> [引文段落]:

電腦視覺與影像處理

Ch5. Processing and Convolution

1. Nosie Types

2. Low and High Pass Filter

3. Low : Goal - Denoise

3.1 Low : average blur

對 Window 內的所有 pixel 值平均，當作中心值大小

3.2 Low : median Blur

將 Mask 遮到的數據先做由小到大的排序，接著直接對此數列取 Median 取代中間數據
經常用於去除圖像或者其他信號中的雜訊，中值濾波器在脈衝雜訊（impulse）出現時，特別有用，因為脈衝雜訊看起來像是疊加在影像上的白點和黑點，所以又稱為胡椒鹽式雜訊（salt-andpepper noise）

3.3 Low : Gaussian Blur

前提：Normal distribution（Gaussian distribution）
- 正態分佈的前世今生
- 會有這樣結果的原因為 Central Limit Theorem，不管從哪種 distribution (eg. uniform, exponential) 的母體中隨機取樣做平均，當樣本趨向無窮時，都會符合 normal distribution
Gaussian Filter
- 定義（在二維時，可以想像成兩個 gaussian distribution 相乘）：
- ${\displaystyle G(x,y)={\frac {1}{2\pi \sigma ^{2}}}e^{-(x^{2}+y^{2})/(2\sigma ^{2})}}$
- 計算平均值的時候，我們只需要將中心點作為原點，其他點按照其在高斯分佈曲線上的位置分配權重，就可以得到他的加權平均值
- 其中 $\sigma$ 沒有辦法利用公式確定是多少，必須根據圖片因素
😈 高斯濾波在低通濾波算法中有不錯的表現，但是其卻有另外一個問題，那就是只考慮了像素間的空間位置上的關係，因此濾波的結果會丟失邊緣的信息。這裡的邊緣主要是指圖像中主要的不同顏色區域（比如藍色的天空，黑色的頭髮等），而 Bilateral 就是在 Gaussian blur 中加入了另外的一個權重分部來解決這一問題。

> [題目說明]:
[A] 請列出引文中編號 3.1 至 3.3 各小節標題裡「Low :」後面的模糊方法名稱。
[B] 請一字不差地抄錄引文中的一段：從含有「將 Mask 遮到的數據先做由小到大的排序，接著直接對此數列取」的字句開始，到「Gaussian blur 中加入了另外的一個權重分部來解決這一問題。」為止。
所附清單與上述引文無關。

> [所附資料]:
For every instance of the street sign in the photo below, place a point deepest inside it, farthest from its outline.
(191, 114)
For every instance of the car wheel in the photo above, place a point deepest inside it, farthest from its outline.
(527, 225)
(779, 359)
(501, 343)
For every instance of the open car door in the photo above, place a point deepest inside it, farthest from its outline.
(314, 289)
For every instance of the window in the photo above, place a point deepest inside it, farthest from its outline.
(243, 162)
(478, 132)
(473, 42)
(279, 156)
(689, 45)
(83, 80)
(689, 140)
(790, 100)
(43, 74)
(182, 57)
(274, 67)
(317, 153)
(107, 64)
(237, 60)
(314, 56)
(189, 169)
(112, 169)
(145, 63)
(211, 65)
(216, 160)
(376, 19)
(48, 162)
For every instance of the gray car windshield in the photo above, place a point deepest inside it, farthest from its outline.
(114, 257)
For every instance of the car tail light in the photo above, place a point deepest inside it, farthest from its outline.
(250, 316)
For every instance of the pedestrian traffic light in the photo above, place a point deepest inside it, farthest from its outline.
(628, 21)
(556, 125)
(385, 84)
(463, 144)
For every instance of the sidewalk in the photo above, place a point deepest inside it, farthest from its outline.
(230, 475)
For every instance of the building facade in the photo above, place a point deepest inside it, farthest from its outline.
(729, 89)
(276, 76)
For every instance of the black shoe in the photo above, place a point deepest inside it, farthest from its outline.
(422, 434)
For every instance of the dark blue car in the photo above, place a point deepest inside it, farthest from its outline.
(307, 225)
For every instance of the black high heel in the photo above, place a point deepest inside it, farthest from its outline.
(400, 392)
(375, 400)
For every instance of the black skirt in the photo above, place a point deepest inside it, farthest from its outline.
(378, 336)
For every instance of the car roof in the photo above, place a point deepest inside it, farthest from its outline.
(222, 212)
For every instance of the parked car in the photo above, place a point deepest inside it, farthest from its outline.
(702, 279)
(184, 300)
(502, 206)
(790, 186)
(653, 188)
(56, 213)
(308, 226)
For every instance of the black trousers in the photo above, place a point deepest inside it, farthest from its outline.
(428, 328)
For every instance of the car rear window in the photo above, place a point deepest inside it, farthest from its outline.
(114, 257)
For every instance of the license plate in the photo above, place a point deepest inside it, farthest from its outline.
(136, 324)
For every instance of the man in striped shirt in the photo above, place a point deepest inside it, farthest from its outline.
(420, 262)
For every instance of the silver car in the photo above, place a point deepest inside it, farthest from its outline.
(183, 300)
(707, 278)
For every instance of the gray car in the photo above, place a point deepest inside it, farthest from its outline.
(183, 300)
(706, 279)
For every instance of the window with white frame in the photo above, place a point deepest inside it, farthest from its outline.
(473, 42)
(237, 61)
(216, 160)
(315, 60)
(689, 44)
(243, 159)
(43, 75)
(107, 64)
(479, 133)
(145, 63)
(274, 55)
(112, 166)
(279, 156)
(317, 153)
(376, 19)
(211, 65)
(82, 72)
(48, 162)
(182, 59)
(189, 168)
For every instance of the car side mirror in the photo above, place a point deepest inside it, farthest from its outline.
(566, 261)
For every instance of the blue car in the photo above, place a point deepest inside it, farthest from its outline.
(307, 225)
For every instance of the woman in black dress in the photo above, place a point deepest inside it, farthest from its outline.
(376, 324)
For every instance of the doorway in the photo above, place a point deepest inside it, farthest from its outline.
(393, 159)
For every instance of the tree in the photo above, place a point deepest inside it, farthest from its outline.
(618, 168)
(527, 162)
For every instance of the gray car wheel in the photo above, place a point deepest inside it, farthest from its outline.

> [練習解答]:
[A] average blur、median Blur、Gaussian Blur

[B]
將 Mask 遮到的數據先做由小到大的排序，接著直接對此數列取 Median 取代中間數據
經常用於去除圖像或者其他信號中的雜訊，中值濾波器在脈衝雜訊（impulse）出現時，特別有用，因為脈衝雜訊看起來像是疊加在影像上的白點和黑點，所以又稱為胡椒鹽式雜訊（salt-andpepper noise）

3.3 Low : Gaussian Blur

前提：Normal distribution（Gaussian distribution）
- 正態分佈的前世今生
- 會有這樣結果的原因為 Central Limit Theorem，不管從哪種 distribution (eg. uniform, exponential) 的母體中隨機取樣做平均，當樣本趨向無窮時，都會符合 normal distribution
Gaussian Filter
- 定義（在二維時，可以想像成兩個 gaussian distribution 相乘）：
- ${\displaystyle G(x,y)={\frac {1}{2\pi \sigma ^{2}}}e^{-(x^{2}+y^{2})/(2\sigma ^{2})}}$
- 計算平均值的時候，我們只需要將中心點作為原點，其他點按照其在高斯分佈曲線上的位置分配權重，就可以得到他的加權平均值
- 其中 $\sigma$ 沒有辦法利用公式確定是多少，必須根據圖片因素
😈 高斯濾波在低通濾波算法中有不錯的表現，但是其卻有另外一個問題，那就是只考慮了像素間的空間位置上的關係，因此濾波的結果會丟失邊緣的信息。這裡的邊緣主要是指圖像中主要的不同顏色區域（比如藍色的天空，黑色的頭髮等），而 Bilateral 就是在 Gaussian blur 中加入了另外的一個權重分部來解決這一問題。